Task to complete: This task requires every entry to be set down again exactly.

--- Information given Enclosed Below ---

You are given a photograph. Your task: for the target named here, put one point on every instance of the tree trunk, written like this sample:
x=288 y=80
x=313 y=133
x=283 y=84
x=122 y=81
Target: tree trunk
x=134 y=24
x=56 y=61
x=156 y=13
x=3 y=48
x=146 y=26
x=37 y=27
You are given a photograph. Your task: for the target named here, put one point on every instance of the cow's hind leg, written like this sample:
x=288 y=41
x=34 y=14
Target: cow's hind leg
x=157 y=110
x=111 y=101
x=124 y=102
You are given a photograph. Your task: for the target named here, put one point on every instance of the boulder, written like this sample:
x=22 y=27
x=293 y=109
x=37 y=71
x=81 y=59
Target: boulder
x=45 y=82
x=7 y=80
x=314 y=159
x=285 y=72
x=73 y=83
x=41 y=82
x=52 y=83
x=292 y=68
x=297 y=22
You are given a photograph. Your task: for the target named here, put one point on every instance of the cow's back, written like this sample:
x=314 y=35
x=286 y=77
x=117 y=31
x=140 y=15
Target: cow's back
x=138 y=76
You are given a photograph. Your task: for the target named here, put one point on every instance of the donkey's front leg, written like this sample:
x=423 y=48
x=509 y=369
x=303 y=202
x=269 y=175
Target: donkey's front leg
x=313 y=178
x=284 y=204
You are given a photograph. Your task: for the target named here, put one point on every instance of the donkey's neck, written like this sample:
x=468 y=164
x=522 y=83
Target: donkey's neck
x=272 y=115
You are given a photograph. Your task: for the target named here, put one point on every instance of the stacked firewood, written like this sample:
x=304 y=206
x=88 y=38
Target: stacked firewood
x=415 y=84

--- End of Enclosed Information given ---

Task result:
You are given a photograph. Your task: for the target named here, put one point on every instance of the tree trunk, written like this sample:
x=288 y=80
x=313 y=133
x=283 y=84
x=122 y=81
Target: tree trunk
x=134 y=24
x=56 y=61
x=156 y=13
x=3 y=48
x=146 y=26
x=37 y=27
You are given a photograph. Your task: for the target named here, put one point on every instance of the cow's hind leg, written like this sample:
x=288 y=41
x=34 y=14
Target: cow's hind leg
x=157 y=110
x=111 y=101
x=124 y=102
You are given a photograph. Your task: for the target named here, put one point on every instance of the boulder, written like this sample:
x=22 y=27
x=293 y=109
x=37 y=71
x=81 y=59
Target: boulder
x=45 y=82
x=7 y=80
x=314 y=159
x=285 y=72
x=73 y=83
x=41 y=82
x=52 y=83
x=292 y=68
x=297 y=22
You are given a photograph. Your task: for the target named here, put one point on every instance of the cow's back, written like this sample:
x=314 y=35
x=286 y=77
x=117 y=31
x=140 y=15
Target: cow's back
x=138 y=76
You are given a photograph. Your task: for the target named here, put one point on every instance of the donkey's front leg, written like this sample:
x=423 y=48
x=509 y=369
x=303 y=202
x=269 y=175
Target: donkey's front leg
x=313 y=178
x=284 y=204
You are given a photograph. Your task: for the target named here, put one point on every instance of the donkey's neck, written like this sample:
x=468 y=164
x=522 y=83
Target: donkey's neck
x=272 y=115
You are given a photograph. Your task: for the target named here, put one point on every instance of the stacked firewood, written like this sample:
x=304 y=206
x=88 y=38
Target: stacked firewood
x=415 y=84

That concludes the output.